=== Source ===
Far from a pretty picture, “Shame” paints a gruesome portrait of two human beings who are unwilling or unable to free themselves from the clinging shadows of internally and externally driven rage. Mulligan’s resolve to explore and expose a fractured inner life and to embrace a character that is both metaphorically and physiologically flawed is indicative of the path she has chosen for herself as an actress.
“In ‘An Education,’ I was just meant to be a 16-year-old girl,” she says. “I wasn’t meant to look in any kind of way. I just looked how I looked and I enjoy that. I feel a freedom in that. And I felt a great freedom in playing Sissy. I didn’t have to worry about what I ate, or how much I drank, and I didn’t have to work out. She was an alcoholic mess. She didn’t have any money to dye her hair. I mean I didn’t become an alcoholic, but I didn’t have to watch myself.
“It was so much more exciting to play that character that didn’t worry about her appearance in any way. I knew that when I stood up in that bath naked it wasn’t about whether I looked good naked or not. It was about who she was. And I knew that I was going to grow my hair out and have crazy roots and she wasn’t going to look good in any kind of way. I’m playing Daisy right now in the ‘The Great Gatsby’ and that’s very visual. She’s meant to look very well put together and pretty, but I would always like to lean towards character roles that aren’t based on appearance.”
“Shame” opens in select theatres on Friday, December 2.
=== Data provided ===
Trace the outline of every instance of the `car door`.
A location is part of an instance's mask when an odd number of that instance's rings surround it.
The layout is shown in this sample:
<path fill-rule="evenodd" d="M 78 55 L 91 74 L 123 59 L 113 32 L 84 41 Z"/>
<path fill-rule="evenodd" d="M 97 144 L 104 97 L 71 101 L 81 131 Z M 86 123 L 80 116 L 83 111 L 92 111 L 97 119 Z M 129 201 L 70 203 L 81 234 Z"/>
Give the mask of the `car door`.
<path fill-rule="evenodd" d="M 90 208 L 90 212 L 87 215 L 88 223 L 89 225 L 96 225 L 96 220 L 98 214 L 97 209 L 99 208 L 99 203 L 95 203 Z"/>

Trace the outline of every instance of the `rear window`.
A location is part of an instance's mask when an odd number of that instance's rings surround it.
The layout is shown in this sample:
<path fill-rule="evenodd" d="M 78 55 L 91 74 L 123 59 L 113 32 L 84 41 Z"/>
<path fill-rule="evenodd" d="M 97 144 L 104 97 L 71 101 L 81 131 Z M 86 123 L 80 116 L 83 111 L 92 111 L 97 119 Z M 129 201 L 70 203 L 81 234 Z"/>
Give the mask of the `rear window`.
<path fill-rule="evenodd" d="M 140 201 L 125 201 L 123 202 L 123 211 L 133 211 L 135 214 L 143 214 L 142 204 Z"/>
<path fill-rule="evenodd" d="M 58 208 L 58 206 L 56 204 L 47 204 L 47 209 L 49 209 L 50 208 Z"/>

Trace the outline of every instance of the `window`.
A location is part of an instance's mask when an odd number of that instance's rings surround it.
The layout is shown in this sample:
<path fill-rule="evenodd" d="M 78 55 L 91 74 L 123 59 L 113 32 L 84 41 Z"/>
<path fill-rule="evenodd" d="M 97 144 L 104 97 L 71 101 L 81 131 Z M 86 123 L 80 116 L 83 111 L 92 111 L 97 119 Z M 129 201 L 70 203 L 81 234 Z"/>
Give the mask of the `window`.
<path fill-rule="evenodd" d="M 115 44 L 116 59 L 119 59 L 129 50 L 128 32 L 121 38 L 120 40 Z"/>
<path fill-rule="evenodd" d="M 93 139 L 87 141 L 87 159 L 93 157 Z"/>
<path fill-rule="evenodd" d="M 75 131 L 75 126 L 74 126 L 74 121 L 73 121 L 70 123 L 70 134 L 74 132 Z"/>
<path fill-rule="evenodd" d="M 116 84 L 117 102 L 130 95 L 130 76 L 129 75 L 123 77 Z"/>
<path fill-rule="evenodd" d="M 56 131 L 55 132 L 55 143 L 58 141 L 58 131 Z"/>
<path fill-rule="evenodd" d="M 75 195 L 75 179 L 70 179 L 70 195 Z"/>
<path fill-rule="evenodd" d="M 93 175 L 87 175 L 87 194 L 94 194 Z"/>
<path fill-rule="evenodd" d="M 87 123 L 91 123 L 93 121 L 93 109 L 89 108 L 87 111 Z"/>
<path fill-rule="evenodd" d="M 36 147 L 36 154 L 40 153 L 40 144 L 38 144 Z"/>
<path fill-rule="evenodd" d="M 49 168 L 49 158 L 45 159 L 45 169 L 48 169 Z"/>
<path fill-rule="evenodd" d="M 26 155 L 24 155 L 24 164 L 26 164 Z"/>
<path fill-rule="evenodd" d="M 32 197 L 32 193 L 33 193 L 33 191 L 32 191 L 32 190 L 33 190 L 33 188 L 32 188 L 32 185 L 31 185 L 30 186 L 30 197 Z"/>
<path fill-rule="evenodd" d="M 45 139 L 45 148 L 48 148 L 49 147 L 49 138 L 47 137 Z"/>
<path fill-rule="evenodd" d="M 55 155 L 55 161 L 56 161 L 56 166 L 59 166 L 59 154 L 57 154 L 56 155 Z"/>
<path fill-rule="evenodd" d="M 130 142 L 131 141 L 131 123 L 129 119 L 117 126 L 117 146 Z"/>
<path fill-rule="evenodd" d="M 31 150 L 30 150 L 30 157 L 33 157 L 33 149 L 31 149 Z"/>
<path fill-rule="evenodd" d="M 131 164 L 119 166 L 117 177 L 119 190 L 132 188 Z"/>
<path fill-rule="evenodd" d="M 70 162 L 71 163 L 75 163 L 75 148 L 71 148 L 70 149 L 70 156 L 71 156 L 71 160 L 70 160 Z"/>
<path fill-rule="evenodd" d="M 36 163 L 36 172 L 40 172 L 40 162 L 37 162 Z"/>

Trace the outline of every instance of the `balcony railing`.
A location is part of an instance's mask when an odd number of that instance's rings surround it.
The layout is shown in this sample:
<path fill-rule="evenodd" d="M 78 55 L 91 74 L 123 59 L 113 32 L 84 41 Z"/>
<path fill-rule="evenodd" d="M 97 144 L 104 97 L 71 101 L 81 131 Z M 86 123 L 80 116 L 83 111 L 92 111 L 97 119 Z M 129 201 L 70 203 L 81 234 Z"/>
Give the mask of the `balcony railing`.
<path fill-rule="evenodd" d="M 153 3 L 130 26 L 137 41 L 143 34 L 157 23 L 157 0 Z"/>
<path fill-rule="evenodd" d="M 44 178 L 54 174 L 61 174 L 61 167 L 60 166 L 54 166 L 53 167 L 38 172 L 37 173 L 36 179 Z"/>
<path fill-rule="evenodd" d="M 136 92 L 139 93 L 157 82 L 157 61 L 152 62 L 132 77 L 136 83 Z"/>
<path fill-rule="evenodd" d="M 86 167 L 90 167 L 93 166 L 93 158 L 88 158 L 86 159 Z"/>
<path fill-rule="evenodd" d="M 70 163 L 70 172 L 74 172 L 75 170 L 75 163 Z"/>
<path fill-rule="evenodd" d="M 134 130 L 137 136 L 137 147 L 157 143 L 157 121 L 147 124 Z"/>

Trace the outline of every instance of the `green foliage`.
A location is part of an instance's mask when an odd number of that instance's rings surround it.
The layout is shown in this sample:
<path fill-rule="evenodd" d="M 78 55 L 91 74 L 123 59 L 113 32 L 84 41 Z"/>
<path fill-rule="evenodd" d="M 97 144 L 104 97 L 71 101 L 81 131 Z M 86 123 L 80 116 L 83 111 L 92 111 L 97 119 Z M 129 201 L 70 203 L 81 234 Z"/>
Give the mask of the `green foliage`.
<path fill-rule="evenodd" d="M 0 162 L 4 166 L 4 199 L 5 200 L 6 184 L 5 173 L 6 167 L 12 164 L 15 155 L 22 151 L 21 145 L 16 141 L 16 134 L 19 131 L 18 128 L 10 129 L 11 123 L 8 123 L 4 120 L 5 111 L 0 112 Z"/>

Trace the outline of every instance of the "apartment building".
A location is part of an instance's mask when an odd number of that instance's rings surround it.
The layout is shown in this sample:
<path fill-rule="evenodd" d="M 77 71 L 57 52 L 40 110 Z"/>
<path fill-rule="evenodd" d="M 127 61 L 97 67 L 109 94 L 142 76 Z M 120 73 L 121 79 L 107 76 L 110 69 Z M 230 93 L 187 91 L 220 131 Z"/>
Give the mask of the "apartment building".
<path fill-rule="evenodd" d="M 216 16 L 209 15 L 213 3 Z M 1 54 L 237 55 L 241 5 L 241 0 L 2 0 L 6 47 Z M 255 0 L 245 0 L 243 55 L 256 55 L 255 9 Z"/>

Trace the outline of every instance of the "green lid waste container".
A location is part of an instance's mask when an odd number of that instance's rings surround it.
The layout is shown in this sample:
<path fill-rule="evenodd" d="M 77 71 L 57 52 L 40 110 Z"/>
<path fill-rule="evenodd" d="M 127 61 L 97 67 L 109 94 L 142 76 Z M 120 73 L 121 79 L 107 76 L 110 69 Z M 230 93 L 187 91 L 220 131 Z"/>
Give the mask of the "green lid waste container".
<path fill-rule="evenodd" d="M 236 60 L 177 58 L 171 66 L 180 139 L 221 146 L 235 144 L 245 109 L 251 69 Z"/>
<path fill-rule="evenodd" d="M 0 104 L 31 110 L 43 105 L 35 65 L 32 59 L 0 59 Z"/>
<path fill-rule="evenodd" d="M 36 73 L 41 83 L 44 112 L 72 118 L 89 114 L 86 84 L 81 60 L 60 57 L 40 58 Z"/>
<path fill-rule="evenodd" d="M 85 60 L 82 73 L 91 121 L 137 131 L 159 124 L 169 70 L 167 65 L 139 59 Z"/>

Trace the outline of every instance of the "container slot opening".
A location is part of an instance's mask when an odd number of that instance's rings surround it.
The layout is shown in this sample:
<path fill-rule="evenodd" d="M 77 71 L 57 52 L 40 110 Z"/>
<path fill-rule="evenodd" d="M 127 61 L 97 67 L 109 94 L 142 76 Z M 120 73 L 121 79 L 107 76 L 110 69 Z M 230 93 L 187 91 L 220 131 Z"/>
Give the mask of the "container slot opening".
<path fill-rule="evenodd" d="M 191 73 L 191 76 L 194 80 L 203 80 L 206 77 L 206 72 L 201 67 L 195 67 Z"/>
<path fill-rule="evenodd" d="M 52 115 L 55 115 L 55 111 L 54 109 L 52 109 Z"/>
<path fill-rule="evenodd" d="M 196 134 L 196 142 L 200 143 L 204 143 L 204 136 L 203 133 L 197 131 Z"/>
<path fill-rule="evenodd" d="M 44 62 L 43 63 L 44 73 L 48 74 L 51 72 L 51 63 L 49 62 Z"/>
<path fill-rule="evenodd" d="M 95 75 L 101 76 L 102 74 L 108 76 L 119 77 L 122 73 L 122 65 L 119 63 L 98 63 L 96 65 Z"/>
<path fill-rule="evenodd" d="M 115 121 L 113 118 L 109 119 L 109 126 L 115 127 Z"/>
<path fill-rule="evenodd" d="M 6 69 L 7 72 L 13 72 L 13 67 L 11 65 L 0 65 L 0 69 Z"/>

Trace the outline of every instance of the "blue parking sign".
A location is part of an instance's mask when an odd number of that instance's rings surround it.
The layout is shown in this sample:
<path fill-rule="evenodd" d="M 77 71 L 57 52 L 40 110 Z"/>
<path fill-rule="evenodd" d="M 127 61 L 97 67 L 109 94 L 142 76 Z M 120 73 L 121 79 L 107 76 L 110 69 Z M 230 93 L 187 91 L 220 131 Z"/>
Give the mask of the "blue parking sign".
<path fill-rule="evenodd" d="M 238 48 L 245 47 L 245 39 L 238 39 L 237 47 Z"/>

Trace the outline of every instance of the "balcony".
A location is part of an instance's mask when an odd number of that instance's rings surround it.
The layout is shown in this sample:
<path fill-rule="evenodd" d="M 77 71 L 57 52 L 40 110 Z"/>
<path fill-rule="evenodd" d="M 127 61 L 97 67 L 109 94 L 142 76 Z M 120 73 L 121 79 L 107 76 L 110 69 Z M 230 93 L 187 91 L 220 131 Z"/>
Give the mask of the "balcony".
===
- [Exercise instructions]
a) Quote the passage about "Shame" from "Far from a pretty" up to and including "as an actress.".
b) According to the passage about "Shame," which character is Mulligan playing at the time she speaks?
The material is separate from the passage about "Shame."

- [The replies]
a)
Far from a pretty picture, “Shame” paints a gruesome portrait of two human beings who are unwilling or unable to free themselves from the clinging shadows of internally and externally driven rage. Mulligan’s resolve to explore and expose a fractured inner life and to embrace a character that is both metaphorically and physiologically flawed is indicative of the path she has chosen for herself as an actress.

b) She is playing Daisy in "The Great Gatsby."